═════ Document segment

Thank you for clarifying that, Alistair. Your next question, does management believe the industry is entering a period where royalty and streaming companies may earn lower returns on invested capital because of increased competition of our assets.

Alistair Baker

executive
#14

No, I don't think so. I mean we do track returns. Our -- the way that we bid on things and the way that our peers bid on things as well. And we don't see a big change. And we haven't seen a change in the level of competition either. You do see smaller royalty companies starting every so often, but those are usually so small that they don't necessarily hunt in the same grounds that we do. Our competitors have always been -- the big Franco and Wheaton have been there for a long period of time. We always compete against other sources of financing, so equity and debt. Those have been around for decades. And so it's -- the competitive landscape as far as we're concerned and where we're situated. I don't think it's really changed all that much. And we're not seeing that returns are changing either. I think sometimes, when you see Street estimates of returns, let's go back to a point I made during the presentation. The Street may look at returns, and they may give low returns they may estimate lower returns on new transactions. But it's -- it may not be indicative of what the ultimate return is going to be. And when we make an investment in something the Street may say, well, it's a 3% return, that's not very good. But we're certainly not investing for a 3% return. We would hope that we're going to get a multiple of that. So that's the kind of thing that on paper, it may look like returns are declining over time. But our view is that, that -- if we do transactions on the right assets that have the right amount of optionality, and they've got the good operators with financial resources to be able to develop that optionality, our return should grow over time. So we're not seeing a big change.

Noella Alexander-Young

analyst
#15

Thank you for that response. Next, was asking as copper becomes a larger contributor through consenting Mount Milligan and future development projects, how does management view the balance between precious metals exposure and base metals exposure over the next decade?

Alistair Baker

executive
#16

So just clarifying in case it's misunderstood, the Kansanshi stream is a gold stream on a copper asset. So it's -- we look at gold revenue there. We haven't done anything to change our metal focus with respect to that, except it is a copper asset that we're -- we've taken a stream on the gold byproduct production. We're not out looking for copper. We like copper, we understand it. by virtue of the fact that we are in a number of copper assets, we're taking the gold byproduct at Kansanshi, obviously, an is another good example of a large copper asset where we're taking the gold. We're not out looking, though, for new copper opportunities. We will look at copper and certain other base metals if they come to us and they're good opportunities. Cactus, for example, we bought a royalty there in like 2024. That's a copper development project in Arizona. It's population center. It's got good infrastructure. It's got a good management team. We the management team from prior business. And so a lot of things lined up and it was a good returning royalty for us. And so we did buy that $65 million. But it wasn't a huge allocation of capital. We just thought it was a nice opportunistic thing to add to the portfolio. That's the kind of thing that -- when we think about other metals that aren't precious. That's how we think about them is if they come to us and they they're attractive on their own merits. And yes, we'll certainly look at them. But we're not out there looking to diversify our exposure into other metals. Our focus is very much precious and gold is our preference.

══════════

__Actions to take__:
[1] Answer these questions using the transcript on royalty and streaming investments:
(a) Which two large competitors are named as having been around for a long period of time?
(b) What kind of stream does the speaker say the Kansanshi stream is?
(c) In which state is the Cactus copper development project, and how much was paid for that royalty?
[2] Carry the transcript on royalty and streaming investments forward from the point where it stops.

═════ Excerpted data

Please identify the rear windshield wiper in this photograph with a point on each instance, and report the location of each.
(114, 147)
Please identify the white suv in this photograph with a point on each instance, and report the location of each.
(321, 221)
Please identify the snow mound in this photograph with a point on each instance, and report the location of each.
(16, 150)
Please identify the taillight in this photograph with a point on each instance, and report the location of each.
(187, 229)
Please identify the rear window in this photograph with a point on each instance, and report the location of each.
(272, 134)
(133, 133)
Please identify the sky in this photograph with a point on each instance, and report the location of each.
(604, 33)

══════════

__The replies__:
[1]
(a) Franco and Wheaton.
(b) It is a gold stream on a copper asset.
(c) Arizona; $65 million.

[2]
Noella Alexander-Young

analyst
#17

Thank you for response. Your next question, has provided Royal Gold with an updated development time line since assuming operatorship of Hot Madden?

Alistair Baker

executive
#18

Well, we're on the -- we're a member of the joint venture by virtue of the fact that we have that 15% ownership. We are in discussions with Lidya and they are -- they have as you correctly mentioned, they've just taken over operatorship. It's been just a handful of weeks now. So they're getting themselves prepared and positioned to move the project forward. When we have something to talk about with respect to the development and time lines, we certainly will disclose that. I expect that Royal Gold will become the source of information for developments at simply because we're the only publicly traded company that's now a partner there. Lidya is a privately held entity and they probably won't be putting too much into the public domain. So I think what you need to do is just follow our quarterly results from this point forward, and we'll be making comments on the developments at a mode as they.

Noella Alexander-Young

analyst
#19

I appreciate you clarifying that. Next, -- do you expect to exercise the option to acquire half of the SSR royalty?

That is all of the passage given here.